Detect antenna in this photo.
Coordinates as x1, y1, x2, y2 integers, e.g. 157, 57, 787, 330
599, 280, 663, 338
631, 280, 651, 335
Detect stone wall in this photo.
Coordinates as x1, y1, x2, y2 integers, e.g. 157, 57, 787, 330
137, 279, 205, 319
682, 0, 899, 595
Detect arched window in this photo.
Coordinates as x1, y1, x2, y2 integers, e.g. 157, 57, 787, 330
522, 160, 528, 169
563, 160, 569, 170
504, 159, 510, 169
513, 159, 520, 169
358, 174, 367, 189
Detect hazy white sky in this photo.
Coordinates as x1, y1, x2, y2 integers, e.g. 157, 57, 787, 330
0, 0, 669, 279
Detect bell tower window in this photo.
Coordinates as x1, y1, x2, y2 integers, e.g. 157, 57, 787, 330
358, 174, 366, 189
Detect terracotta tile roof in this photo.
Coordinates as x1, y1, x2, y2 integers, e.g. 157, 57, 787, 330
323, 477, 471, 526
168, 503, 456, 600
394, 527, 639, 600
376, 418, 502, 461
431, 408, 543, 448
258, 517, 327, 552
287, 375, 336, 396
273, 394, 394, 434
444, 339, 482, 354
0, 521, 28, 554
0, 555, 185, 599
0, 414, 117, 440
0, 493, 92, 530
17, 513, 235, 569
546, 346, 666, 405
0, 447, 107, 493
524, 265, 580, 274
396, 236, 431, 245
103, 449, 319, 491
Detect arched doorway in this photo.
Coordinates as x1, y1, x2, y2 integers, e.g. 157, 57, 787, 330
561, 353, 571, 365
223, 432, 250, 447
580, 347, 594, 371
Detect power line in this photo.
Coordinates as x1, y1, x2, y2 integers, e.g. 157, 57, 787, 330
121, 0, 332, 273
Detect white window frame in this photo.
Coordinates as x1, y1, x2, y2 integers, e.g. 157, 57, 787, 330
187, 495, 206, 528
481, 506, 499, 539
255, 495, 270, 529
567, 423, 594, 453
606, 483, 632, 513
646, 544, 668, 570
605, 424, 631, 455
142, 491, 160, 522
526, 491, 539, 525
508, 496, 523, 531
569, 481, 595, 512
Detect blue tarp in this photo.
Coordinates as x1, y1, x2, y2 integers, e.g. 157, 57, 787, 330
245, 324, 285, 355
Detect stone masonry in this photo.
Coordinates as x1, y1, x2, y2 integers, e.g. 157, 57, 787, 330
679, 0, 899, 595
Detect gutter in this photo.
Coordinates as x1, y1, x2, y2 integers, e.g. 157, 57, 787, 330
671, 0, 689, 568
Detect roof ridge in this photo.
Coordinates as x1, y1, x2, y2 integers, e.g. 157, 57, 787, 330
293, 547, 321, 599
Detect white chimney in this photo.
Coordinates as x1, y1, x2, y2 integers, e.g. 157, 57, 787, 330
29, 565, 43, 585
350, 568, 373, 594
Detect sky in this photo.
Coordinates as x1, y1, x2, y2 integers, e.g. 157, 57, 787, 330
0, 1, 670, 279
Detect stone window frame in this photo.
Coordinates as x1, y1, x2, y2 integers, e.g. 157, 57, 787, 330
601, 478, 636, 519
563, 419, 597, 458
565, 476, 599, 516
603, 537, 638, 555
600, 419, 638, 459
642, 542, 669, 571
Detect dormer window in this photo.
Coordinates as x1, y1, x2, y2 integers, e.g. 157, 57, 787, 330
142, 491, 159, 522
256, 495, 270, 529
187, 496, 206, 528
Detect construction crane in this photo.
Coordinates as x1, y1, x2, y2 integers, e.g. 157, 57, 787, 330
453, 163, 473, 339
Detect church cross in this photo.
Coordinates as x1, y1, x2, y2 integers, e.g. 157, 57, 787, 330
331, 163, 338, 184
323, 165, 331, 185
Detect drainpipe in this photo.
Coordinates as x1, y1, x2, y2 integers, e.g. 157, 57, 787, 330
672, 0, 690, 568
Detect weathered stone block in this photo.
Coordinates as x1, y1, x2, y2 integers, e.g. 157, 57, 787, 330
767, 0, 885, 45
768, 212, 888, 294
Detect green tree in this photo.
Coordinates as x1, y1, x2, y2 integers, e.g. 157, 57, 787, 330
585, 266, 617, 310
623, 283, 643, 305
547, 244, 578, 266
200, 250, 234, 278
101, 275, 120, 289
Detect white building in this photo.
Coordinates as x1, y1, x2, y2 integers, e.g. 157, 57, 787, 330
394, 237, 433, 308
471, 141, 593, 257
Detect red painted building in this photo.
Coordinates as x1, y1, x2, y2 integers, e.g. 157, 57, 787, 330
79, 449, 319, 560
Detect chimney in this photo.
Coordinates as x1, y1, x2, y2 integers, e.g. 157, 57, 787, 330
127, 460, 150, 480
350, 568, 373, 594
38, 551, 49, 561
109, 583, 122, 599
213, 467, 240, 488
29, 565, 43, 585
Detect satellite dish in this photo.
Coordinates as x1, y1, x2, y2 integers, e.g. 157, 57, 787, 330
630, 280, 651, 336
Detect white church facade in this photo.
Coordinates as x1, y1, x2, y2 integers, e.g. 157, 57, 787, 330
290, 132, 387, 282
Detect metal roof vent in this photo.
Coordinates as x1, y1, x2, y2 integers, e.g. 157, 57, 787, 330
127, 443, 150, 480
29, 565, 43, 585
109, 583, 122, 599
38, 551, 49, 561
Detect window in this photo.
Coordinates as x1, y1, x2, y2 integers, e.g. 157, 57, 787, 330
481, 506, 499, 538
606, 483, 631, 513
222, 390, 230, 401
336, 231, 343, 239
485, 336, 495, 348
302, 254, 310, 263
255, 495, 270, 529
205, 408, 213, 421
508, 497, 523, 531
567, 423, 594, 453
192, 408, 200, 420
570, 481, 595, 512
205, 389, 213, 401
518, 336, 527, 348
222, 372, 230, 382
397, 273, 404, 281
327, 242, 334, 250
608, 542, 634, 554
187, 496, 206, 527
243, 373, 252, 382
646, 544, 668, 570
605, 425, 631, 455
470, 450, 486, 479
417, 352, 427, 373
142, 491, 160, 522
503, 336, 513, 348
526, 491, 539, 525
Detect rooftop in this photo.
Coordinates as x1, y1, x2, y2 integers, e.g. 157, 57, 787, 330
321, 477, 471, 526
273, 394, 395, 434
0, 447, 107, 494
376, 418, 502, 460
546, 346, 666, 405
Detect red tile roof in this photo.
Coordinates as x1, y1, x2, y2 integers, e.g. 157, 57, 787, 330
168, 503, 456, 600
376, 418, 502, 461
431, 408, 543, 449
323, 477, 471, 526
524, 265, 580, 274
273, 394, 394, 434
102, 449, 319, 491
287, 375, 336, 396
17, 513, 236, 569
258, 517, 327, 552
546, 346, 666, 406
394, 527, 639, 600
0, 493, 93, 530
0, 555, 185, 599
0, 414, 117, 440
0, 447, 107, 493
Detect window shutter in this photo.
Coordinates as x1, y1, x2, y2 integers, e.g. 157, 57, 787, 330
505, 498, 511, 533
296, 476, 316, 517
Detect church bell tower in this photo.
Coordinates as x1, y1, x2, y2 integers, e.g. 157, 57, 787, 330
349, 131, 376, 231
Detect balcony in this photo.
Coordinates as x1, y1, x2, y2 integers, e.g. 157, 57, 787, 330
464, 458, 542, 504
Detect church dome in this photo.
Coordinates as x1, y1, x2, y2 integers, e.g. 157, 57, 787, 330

--*--

WHAT YOU NEED TO DO: Anywhere the listing shows the word "arched", copy the full line.

REPLY TO THE EXERCISE:
Detect arched window in this photo.
Detect arched doorway in this photo.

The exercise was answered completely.